**DOCUMENT PASSAGE:**
The reason why building a flux capacitor would be a bad idea is that time travel is impossible. No really, it is. As in, trying to defend The Green Lantern movie impossible. And before you start calling me a square for killing your buzz, this isn't just me shouting my mouth off. Nuh uh Jack, this comes from one Du Shengwang, head of a team of physicists at Hong Kong University of Science and Technology.
Professor Du had become rather miffed by recent talk in certain scientific circles that maybe, just maybe, it would be possible to go all Doctor Who and start jumping around in time like a teenage girl at a Justin Bieber concert. (Gee Note: Although travelling backwards in time can be achieved by simply having Superman fly around the Earth a couple of times causing the globe to start rotating in the opposite direction. This would totally reverse time, and not fling every man, woman, and child in to space with such force that you'd end up swallowing your own knees before you left the ground. Tsk. Scientists eh? You'd think they'd put down their Bunsen burners and watch a movie once in a while. Would save them a lot of time and effort). So with all the other scientists saying things like "Waddup. I am really thinking we could travel in time and shit". Du was like "Bitch please, y'all be trippin fo' sho'.". And, thinking a lot of people weren't taking his counter argument seriously enough, he decided to prove it.

**DATA SHOWN:**
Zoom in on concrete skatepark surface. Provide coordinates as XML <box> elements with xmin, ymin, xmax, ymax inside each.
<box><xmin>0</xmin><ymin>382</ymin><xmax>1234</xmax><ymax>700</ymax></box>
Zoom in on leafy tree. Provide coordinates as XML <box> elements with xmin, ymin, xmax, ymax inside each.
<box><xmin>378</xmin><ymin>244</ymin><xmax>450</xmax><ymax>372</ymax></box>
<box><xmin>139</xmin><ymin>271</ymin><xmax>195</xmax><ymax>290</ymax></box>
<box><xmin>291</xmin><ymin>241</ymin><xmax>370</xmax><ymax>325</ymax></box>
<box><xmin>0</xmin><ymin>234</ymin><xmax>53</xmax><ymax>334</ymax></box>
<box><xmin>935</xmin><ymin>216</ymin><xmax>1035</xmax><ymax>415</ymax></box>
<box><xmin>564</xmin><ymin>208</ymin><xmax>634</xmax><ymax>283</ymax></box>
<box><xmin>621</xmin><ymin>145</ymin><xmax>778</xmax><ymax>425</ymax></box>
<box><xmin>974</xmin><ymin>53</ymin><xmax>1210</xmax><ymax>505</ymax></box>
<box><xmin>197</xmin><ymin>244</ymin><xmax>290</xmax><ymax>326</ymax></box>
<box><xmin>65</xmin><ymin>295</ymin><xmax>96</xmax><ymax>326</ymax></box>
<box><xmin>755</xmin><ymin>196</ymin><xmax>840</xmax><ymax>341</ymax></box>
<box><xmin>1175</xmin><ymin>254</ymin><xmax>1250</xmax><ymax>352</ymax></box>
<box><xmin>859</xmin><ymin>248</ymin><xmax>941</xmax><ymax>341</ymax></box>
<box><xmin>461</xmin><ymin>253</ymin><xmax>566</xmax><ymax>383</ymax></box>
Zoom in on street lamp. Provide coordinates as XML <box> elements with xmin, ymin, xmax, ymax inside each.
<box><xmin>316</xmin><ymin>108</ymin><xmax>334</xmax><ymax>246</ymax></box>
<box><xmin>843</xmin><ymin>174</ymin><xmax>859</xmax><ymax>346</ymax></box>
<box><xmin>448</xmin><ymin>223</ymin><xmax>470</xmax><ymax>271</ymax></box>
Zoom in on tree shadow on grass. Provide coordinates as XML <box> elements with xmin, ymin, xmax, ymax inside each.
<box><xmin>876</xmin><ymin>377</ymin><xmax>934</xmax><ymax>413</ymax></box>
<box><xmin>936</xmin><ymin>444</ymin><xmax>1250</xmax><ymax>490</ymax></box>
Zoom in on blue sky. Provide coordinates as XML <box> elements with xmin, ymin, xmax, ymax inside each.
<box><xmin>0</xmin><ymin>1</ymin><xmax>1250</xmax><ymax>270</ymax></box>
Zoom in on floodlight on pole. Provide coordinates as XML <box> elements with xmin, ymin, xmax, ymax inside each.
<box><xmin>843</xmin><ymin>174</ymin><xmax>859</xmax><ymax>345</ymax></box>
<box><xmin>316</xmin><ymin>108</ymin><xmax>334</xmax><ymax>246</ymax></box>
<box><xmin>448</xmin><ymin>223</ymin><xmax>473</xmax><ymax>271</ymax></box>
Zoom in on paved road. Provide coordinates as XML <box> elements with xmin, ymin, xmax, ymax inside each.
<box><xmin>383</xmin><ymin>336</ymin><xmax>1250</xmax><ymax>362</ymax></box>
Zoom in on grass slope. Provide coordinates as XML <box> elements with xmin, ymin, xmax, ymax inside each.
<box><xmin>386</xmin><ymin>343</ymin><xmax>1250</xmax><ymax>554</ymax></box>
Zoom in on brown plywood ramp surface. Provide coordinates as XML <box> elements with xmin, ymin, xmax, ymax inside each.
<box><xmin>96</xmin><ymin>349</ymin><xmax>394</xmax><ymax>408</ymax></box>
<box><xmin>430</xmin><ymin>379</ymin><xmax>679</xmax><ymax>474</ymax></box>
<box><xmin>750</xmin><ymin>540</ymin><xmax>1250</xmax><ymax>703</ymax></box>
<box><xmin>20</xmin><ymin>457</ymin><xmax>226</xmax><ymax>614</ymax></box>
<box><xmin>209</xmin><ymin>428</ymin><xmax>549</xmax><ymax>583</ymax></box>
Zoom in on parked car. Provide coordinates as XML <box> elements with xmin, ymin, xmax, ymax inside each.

**WHAT TO WORK ON:**
(1) Answer these about the time travel article:
(a) Where is the team of physicists led by Du Shengwang based?
(b) According to the Gee Note, what does Superman do to make time go backwards?
(c) What did Du decide to do when he felt his counter argument wasn't being taken seriously enough?
(2) Write the next part of the time travel article, picking up after its final sentence and keeping its jokey tone.
The entries aren't needed for any of this.

**EXERCISE RESPONSES:**
(1)
(a) Hong Kong University of Science and Technology.
(b) He flies around the Earth a couple of times, which makes the globe rotate in the opposite direction.
(c) He decided to prove it.

(2)
You see it's all to do with whether or not light can travel faster than… er… light. More specifically it's whether or not a single photon, or unit of light, can travel faster than the accepted speed at which light itself travels. Confusing? You bet your ass it is. But as far as I've managed to work out (Gee Note: And I've legitimately spent all night trying to get my head around this, to the point where my eyes are bloodshot and I'm pretty sure I've been drinking out of a pot plant thinking it was coffee for the past hour) it's all to do with the special theory of relativity. Special relativity states that as a particle approaches the speed of light then time itself starts to become relative. Therefore if a particle could exceed the speed of light then it would start moving backwards in time if it was observed by something not travelling at the same speed. I think. Although I’ll be honest with you, I’m not sure what my middle name is most of the time, so theoretical physics may be a step too far for yours truly.
But fear not dear reader, Professor Du is here. According to Discovery News Shengwang is about a trillion times better at this science stuff than I am and has proved that photons, by definition the particles that show off by painting stripes on their side and revving their engines, cannot themselves travel any faster than they already do. He and his research team accomplished this by passing a single photon through some group of laser-cooled rubidium atoms (Gee Note: Psshhht. We can all do that. If you really want to impress me science dude you’ll explain to me why unicorns went extinct). And in doing so extinguished the flames of the time travel dream forever.
Or did they?
Well maybe and maybe not. Because while photons may not be able to travel faster than light, other particles in the universe might, such as the hypothetical tachyons for example. Hell some would even argue that the entire universe is expanding at a rate that makes light look like a particularly lazy tortoise. Plus there’s always non-faster than light means with which to get your time related rocks off, such as wormholes and parallel universes. Time travel may be possible, even if it’s not the way we thought it would be.
Just ask Charlotte Anne Moberly and Eleanor Jourdain.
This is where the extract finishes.